__QUELLENAUSZUG__:
● ● ●
Fast alle Fälle galtenzunächst als plausibel
Fast alle von der Kanzlei – unter Zuhilfenahme von Psychologen – untersuchten Fälle waren in den vergangenen Jahren in den Bistümern zunächst für plausibel gehalten worden. Das hänge, so erläuterten die Anwälte, auch damit zusammen, dass von den Opfern oft erst im Verlauf der Antragsverfahren auf Entschädigung, in den Gesprächen mit den Beratungs- und Interventionsstellen, weitere Verschwörungserzählungen hinzugefügt wurden.
Die Interventionsbeauftragten der Bistümer Münster und Essen, Christel Plenter und Petra Müller betonten, dass sie größten Respekt vor den Betroffenen hätten, für Ihren Mut und auch Ihre Bereitschaft sich an der Untersuchung zu beteiligen. Die Betroffenen glaubten das, was sie berichten, und diese Erinnerungen seien für sie sehr qualvoll, auch wenn alles darauf hindeute, dass die Schilderungen auf Scheinerinnerungen basieren.
● ● ●
__ARBEITSAUFTRAG__: Führe den Text über die Untersuchung der Fälle in den Bistümern Münster und Essen im Anschluss an seinen letzten Satz fort. Die Datensätze spielen hierfür keine Rolle.

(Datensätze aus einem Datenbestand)
● ● ●
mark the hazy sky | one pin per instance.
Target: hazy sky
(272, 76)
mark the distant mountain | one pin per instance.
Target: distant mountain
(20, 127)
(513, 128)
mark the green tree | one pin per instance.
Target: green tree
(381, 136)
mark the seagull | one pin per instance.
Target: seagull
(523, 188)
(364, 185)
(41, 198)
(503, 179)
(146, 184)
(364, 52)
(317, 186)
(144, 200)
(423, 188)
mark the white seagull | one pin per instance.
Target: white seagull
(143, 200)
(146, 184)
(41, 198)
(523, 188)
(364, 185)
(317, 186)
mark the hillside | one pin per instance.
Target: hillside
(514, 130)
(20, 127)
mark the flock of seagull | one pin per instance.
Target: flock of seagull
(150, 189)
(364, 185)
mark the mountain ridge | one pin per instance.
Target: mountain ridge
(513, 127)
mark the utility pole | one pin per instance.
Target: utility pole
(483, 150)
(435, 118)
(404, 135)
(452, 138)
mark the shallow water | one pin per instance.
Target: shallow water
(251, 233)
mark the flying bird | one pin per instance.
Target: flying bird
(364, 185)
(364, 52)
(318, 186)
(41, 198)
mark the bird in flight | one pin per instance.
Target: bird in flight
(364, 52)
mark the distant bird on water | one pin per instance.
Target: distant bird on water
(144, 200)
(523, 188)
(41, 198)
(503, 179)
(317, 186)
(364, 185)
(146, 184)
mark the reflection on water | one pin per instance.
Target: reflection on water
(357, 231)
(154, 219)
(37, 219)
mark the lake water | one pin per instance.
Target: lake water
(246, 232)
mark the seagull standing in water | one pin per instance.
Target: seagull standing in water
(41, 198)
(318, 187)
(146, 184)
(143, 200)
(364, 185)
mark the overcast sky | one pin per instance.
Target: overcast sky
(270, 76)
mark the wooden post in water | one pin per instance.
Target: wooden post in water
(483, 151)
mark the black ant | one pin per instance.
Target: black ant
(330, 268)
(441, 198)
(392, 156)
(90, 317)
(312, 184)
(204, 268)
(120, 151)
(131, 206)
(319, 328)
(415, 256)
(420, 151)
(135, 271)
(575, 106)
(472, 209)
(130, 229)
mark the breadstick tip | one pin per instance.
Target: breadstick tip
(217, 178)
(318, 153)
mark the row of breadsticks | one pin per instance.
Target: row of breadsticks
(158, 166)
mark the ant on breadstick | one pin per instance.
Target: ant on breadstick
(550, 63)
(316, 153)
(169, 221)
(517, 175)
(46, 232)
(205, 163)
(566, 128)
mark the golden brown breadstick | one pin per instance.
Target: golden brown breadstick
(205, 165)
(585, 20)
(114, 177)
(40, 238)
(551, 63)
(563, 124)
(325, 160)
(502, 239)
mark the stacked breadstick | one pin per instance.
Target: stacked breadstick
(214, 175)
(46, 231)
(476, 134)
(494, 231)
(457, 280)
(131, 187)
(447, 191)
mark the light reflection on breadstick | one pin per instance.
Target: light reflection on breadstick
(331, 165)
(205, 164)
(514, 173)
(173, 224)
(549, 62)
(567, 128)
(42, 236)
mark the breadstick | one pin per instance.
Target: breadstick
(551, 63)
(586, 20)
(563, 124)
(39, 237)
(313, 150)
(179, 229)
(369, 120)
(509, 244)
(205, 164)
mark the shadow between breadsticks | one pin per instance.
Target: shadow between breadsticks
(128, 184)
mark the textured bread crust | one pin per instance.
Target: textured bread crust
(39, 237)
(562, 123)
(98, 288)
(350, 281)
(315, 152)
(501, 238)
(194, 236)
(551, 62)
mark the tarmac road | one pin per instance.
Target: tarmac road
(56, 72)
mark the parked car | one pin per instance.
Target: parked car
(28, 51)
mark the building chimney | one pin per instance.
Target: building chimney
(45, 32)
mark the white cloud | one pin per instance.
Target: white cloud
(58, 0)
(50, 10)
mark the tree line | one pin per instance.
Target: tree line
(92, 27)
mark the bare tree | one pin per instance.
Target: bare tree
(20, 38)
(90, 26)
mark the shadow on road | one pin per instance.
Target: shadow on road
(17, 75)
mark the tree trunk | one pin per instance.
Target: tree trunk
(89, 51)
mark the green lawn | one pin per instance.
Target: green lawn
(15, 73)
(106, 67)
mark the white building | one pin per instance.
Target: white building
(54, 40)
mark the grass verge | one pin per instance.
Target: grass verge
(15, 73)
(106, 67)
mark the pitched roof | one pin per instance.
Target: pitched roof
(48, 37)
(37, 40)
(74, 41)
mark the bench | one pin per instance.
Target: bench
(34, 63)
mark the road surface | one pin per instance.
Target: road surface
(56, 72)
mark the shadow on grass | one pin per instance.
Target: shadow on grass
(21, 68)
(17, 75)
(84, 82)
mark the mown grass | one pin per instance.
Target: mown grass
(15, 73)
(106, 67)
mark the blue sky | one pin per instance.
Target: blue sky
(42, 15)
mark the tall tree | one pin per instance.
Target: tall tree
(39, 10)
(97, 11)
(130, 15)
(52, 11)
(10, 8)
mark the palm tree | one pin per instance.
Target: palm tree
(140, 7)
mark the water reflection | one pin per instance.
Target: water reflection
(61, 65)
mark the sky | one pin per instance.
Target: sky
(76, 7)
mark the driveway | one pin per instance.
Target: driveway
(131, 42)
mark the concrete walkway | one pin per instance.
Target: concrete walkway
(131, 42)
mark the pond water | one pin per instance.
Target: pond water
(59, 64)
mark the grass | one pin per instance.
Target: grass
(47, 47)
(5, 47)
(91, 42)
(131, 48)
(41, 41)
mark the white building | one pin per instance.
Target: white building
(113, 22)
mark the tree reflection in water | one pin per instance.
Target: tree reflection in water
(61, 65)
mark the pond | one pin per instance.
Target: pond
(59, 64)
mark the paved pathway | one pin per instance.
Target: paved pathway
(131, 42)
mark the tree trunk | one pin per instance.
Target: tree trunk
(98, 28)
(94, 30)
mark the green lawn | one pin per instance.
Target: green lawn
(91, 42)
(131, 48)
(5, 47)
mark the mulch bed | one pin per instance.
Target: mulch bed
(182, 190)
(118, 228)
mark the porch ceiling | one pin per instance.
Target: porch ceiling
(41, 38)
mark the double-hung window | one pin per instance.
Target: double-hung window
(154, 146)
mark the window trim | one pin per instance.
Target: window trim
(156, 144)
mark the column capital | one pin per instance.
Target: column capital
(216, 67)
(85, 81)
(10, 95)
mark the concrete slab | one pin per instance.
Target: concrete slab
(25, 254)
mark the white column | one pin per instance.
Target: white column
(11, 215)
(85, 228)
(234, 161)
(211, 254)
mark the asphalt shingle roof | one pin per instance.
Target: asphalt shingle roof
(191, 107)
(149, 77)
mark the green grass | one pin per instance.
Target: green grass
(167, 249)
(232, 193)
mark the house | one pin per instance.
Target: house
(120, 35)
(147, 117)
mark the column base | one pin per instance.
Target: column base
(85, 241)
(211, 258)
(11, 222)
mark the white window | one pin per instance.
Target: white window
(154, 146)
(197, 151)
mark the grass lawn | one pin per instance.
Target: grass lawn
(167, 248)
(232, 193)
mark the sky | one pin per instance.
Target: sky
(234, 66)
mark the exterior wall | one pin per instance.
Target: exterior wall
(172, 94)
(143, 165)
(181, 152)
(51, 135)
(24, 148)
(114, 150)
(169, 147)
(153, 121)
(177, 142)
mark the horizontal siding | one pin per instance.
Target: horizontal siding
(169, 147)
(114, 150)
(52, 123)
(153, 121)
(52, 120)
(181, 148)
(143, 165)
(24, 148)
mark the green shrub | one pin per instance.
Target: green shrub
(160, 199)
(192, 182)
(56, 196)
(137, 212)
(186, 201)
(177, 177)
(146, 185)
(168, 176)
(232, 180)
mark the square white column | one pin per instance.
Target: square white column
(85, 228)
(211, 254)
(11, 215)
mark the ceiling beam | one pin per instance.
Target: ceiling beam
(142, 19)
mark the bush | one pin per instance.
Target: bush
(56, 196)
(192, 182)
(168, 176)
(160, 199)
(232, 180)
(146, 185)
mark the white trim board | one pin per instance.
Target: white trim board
● ● ●
__ERGEBNIS DER AUFGABE__:
Der Untersuchungsbericht beschreibt anonymisiert die Einzelfälle, behandelt dezidiert die erhobenen Vorwürfe und deckt die Ungereimtheiten und Widersprüche auf, die zum eindeutigen Befund kommen: „Die Untersuchung hat nicht einen einzigen belastbaren Hinweis auf die von den Betroffenen beschriebenen Vorwürfe Ritueller Gewalt und organisierter Netzwerke erbracht.“
In der Stellungnahme der Bistümer heißt es dementsprechend: „Allen Betroffenenaussagen ist das vollständige Fehlen konkreter objektiver Nachweise gemeinsam.“ Ungeachtet dessen sehen die Bistümer eine weitere Verantwortung gegenüber den Betroffenen. Schließlich geht es der Untersuchung auch hervor, „dass jeder der Betroffenen – in unterschiedlichen Facetten – seit Kindheitstagen großes Leid und zum Teil auch Missbrauch erfahren hat“. In einem Fall aus dem Bistum Münster bestünden sogar belastbare Hinweise auf einen sexuellen Missbrauch durch einen katholischen Geistlichen, in einem weiteren gehe es um Exorzismus.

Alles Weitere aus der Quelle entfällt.